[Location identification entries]
+++

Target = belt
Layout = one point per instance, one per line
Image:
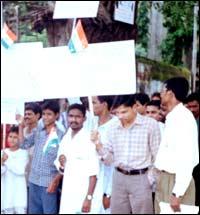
(132, 172)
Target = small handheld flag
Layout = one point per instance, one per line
(52, 141)
(7, 37)
(78, 40)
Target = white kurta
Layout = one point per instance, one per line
(82, 162)
(104, 182)
(13, 183)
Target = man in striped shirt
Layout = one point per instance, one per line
(132, 145)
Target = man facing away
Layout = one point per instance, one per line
(132, 145)
(78, 160)
(178, 151)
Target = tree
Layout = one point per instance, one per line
(38, 16)
(178, 16)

+++

Task description:
Output every line of the items above as a JSON list of strings, one string per line, with blank lines dropped. Leave the pictures out.

Reply to the task:
[
  "Target = belt",
  "Layout = one point per instance, one per line",
  "Image:",
  "(132, 172)",
  "Target = small handheld flag",
  "Layout = one point per instance, one per line",
  "(52, 141)",
  "(7, 37)",
  "(78, 40)",
  "Target = white kurta",
  "Layout = one point per instance, one per line",
  "(82, 162)",
  "(104, 182)",
  "(13, 183)",
  "Target = man in striped shirt",
  "Layout = one point per instance, one per line",
  "(132, 145)",
  "Target = man facing away",
  "Layout = one point per instance, one per line",
  "(132, 145)",
  "(78, 160)",
  "(178, 151)",
  "Target = tree",
  "Layout = one point per instance, one per line",
  "(38, 16)",
  "(178, 16)"
]